## start Provided passage
Paul Marks on March 18, 2013 at 10:00 am (Reply)
As usual Ludwig Wiggenstein is a very bad guide to a philosophical matter. He is just as bad a guide to political matters - as for example, his going to the Soviet embassy and trying to move to the Soviet Union telling them "I think Trotsky was right" shows. Wiggenstein was not being ironic or making some other form of humourious statement - he was pro Soviet and did not even understand that being pro Trotsky would get a person executed under the rival socialist Stalin.

On the matter of agency (free will) the mountain path example is a bad one - a better example is not asking "could he have helped himself" when someone slips, but asking "did he make a choice" if a person JUMPS OFF the mountain.

Determinism holds that the choice to jump of the mountain is an "illusion" and that jumping off the mountain is a predetmined act going back (by a cause of cause and effect) to the start of the universe (the Big Bang - or whatever). Those who believe in agency (that humans are "beings" - free will "agents") hold that the choice to jump off the mountain is just that, a CHOICE (that the person could have done otherwise than they did).

Wittengenstein is of no help in this dispute. But his followers tend to hold him in almost religous awe and, therefore, are unlikely to admit that. For example, when the Oxford philosopher Harold Prichard dragged himself from his death bed (he was very ill and soon to die) to go to a lecture by Wittengenstein, he asked the "great man" some basic questions about his talk. Wittengenstein failed to answer the questions in a rational way - so one might think this would give his followers some pause for thought.....

However, it did not - all the followers of Wittengnstein did was to attack Harold Prichard for daring to ask "disrespectful" questions at all. And to sneer at the (dying) man for being "rude" - Prichard had coughed during the lecture.

A dying man may have a choice over whether or not he goes to a lecture, but he has very little choice over whether he coughs once there.

That is the difference between agency (the choice to go to the lecture) and nonagency (the coughing at the lecture).

Rather like the difference between the choice to walk along a mountain path (or choosing to jump off the path), and the nonchoice of slipping while walking on the path.
JAK2 on March 18, 2013 at 1:10 pm (Reply)
Go to study neurosciences and we will talk about free will when we know what we are peaking about...
All that "philosophical" stuff seems ridiculous, already with the actual very limited, however yet, great knowledge of the brains functioning....
## end Provided passage
## start Raw records
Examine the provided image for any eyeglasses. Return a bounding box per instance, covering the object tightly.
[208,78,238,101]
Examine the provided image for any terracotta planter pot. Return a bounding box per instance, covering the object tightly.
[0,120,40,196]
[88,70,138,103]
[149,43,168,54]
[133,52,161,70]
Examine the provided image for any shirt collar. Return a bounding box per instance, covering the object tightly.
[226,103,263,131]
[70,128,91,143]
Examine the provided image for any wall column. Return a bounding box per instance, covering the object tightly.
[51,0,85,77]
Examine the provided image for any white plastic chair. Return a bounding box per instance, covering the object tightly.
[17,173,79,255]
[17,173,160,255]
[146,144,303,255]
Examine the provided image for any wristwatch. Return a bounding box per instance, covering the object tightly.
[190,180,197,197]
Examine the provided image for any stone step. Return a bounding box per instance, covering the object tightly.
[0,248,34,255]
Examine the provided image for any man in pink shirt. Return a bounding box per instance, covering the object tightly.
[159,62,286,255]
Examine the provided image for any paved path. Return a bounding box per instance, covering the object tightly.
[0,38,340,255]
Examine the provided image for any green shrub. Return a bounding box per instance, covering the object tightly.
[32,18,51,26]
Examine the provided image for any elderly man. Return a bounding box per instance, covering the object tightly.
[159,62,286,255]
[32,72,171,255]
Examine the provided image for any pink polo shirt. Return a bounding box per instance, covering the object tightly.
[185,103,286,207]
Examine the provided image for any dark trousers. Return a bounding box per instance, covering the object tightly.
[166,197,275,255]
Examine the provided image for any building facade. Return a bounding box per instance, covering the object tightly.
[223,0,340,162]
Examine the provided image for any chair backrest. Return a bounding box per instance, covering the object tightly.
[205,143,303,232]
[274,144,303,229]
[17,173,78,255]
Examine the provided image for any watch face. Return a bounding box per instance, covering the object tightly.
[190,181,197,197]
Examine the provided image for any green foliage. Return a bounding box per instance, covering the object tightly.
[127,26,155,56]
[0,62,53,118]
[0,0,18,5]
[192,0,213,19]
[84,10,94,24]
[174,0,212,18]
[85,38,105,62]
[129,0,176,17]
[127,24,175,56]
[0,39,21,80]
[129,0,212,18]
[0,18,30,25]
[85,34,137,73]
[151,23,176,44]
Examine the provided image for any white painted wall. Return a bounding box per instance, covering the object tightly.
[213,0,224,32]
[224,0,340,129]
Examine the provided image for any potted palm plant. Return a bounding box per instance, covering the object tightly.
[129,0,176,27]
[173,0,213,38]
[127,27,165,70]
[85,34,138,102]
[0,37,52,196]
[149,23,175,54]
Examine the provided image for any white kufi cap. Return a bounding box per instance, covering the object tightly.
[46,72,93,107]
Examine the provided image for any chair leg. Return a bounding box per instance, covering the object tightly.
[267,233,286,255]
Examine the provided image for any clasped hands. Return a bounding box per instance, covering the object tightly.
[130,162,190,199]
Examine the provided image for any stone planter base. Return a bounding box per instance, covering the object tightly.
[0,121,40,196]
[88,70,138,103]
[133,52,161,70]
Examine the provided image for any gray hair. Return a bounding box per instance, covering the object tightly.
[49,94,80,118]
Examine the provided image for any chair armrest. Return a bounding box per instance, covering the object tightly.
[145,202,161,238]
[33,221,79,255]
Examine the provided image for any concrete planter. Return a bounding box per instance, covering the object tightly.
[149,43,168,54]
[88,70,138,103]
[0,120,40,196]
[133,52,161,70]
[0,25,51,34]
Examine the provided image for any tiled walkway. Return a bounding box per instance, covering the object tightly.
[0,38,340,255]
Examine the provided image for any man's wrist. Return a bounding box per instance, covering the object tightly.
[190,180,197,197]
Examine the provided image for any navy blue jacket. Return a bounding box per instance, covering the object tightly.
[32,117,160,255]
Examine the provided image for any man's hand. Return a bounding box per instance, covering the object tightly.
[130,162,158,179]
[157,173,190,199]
## end Raw records
## start Raw records
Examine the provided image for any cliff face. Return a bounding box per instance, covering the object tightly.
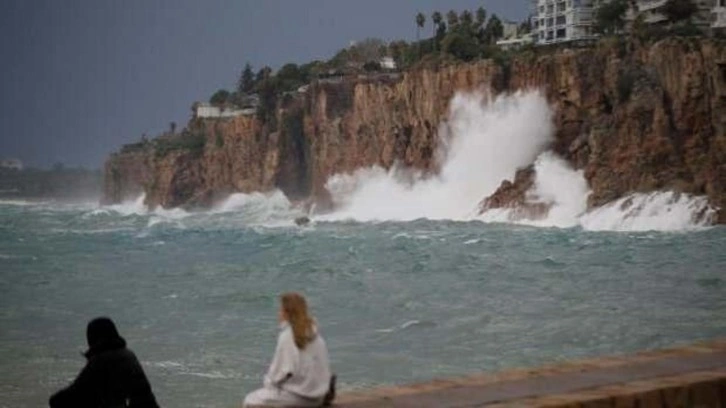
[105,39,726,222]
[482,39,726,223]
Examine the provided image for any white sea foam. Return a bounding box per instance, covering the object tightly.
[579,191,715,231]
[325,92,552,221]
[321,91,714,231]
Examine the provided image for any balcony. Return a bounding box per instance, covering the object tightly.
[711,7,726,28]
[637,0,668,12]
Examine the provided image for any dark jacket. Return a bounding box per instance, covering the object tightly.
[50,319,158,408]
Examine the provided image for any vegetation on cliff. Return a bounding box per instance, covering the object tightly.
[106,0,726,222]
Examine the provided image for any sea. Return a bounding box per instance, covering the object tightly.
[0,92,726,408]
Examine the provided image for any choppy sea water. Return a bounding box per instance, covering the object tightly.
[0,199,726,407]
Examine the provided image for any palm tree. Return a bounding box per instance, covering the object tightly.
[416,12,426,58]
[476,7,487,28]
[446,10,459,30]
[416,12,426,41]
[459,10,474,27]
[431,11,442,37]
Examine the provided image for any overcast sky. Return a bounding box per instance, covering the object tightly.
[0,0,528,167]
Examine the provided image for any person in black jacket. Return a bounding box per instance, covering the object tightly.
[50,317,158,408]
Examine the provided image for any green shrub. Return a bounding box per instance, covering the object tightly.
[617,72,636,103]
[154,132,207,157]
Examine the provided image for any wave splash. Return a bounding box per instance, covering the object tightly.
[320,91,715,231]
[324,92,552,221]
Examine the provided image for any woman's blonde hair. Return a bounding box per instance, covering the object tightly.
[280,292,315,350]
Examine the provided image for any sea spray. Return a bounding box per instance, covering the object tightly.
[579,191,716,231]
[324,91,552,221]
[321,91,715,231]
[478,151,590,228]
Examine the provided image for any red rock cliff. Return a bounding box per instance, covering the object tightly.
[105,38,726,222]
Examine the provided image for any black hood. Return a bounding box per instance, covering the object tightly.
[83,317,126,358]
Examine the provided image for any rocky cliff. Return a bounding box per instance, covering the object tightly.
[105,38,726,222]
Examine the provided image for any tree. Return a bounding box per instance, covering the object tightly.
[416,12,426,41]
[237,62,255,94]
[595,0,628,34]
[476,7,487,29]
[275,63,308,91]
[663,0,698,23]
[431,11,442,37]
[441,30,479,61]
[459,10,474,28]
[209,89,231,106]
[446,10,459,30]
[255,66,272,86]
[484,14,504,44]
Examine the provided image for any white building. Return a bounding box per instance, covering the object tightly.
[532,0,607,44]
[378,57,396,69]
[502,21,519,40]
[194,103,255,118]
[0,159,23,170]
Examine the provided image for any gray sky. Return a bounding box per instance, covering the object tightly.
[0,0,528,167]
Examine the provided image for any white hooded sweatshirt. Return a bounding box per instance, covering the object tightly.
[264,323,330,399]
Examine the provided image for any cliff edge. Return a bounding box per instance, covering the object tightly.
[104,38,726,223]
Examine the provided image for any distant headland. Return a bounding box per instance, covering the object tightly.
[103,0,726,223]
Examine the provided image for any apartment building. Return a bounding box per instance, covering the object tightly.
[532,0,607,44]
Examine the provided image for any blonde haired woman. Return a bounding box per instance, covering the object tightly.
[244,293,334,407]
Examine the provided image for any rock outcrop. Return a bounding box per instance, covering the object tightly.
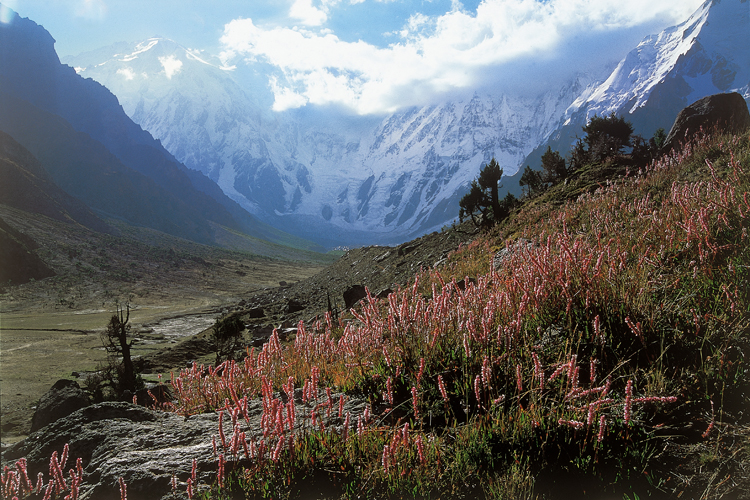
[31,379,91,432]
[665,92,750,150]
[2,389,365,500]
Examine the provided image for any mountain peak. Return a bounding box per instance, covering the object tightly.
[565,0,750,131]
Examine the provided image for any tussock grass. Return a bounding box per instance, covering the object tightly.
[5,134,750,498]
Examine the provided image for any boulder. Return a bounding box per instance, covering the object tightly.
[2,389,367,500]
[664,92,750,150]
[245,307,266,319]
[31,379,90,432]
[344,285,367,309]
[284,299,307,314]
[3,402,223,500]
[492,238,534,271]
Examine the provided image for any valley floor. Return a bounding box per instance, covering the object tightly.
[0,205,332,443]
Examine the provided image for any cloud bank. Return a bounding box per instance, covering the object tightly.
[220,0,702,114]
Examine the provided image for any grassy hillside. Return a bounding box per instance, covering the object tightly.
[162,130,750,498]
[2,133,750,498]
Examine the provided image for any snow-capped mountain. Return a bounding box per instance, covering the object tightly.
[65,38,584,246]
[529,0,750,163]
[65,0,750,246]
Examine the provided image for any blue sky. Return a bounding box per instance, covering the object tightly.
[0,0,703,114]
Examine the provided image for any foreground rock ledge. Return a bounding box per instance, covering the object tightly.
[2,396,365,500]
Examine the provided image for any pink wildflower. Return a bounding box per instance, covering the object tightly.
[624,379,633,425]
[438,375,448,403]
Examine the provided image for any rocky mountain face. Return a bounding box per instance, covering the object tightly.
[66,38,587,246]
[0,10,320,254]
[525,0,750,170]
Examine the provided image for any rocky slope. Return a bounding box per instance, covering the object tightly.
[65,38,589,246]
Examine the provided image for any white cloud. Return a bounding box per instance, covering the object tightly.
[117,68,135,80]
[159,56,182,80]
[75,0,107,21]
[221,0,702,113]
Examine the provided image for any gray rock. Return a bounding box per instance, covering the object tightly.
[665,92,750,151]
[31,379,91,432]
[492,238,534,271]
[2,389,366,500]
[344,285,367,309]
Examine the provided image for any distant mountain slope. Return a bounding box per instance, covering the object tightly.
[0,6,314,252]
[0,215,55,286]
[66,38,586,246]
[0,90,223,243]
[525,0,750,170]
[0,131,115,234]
## end Raw records
## start Raw records
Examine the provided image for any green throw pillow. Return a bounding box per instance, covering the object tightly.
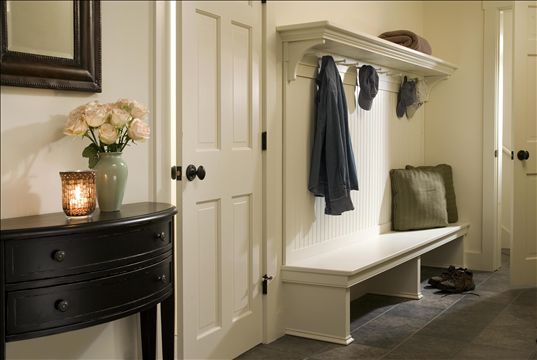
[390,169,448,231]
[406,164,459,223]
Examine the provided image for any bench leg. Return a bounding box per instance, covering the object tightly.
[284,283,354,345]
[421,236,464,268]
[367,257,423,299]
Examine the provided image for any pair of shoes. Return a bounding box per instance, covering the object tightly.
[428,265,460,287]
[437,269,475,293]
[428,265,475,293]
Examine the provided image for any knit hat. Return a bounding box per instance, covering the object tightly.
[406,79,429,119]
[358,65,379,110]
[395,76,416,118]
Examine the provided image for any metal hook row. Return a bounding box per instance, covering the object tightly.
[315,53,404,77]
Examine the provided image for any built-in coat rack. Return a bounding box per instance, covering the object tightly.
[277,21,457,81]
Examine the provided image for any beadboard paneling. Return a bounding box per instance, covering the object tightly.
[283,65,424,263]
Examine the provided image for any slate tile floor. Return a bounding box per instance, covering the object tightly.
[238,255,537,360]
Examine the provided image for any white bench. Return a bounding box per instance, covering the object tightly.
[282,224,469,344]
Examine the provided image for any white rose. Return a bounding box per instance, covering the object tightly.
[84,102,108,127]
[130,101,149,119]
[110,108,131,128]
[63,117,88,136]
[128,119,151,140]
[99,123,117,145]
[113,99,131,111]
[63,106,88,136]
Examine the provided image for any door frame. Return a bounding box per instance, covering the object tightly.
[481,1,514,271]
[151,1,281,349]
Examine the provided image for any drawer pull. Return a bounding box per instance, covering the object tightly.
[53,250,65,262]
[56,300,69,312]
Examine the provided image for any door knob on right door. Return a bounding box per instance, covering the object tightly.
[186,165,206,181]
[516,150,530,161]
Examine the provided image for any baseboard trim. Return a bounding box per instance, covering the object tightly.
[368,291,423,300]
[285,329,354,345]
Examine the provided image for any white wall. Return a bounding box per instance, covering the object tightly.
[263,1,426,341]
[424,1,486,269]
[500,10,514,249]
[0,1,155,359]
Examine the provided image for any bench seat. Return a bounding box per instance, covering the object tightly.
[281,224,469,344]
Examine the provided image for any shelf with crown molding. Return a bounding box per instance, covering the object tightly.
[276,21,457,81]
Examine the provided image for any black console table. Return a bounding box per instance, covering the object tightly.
## end Raw records
Short problem A: According to the free-will comments, what did Harold Prichard do during the lecture that got him called "rude"?
Short problem B: Rewrite the free-will comments from "A dying man" to "on the path.", putting "cliff path" in place of "mountain path".
Answer using only the free-will comments, not the items.

Exercise result A: He coughed during the lecture.

Exercise result B:
A dying man may have a choice over whether or not he goes to a lecture, but he has very little choice over whether he coughs once there.

That is the difference between agency (the choice to go to the lecture) and nonagency (the coughing at the lecture).

Rather like the difference between the choice to walk along a cliff path (or choosing to jump off the path), and the nonchoice of slipping while walking on the path.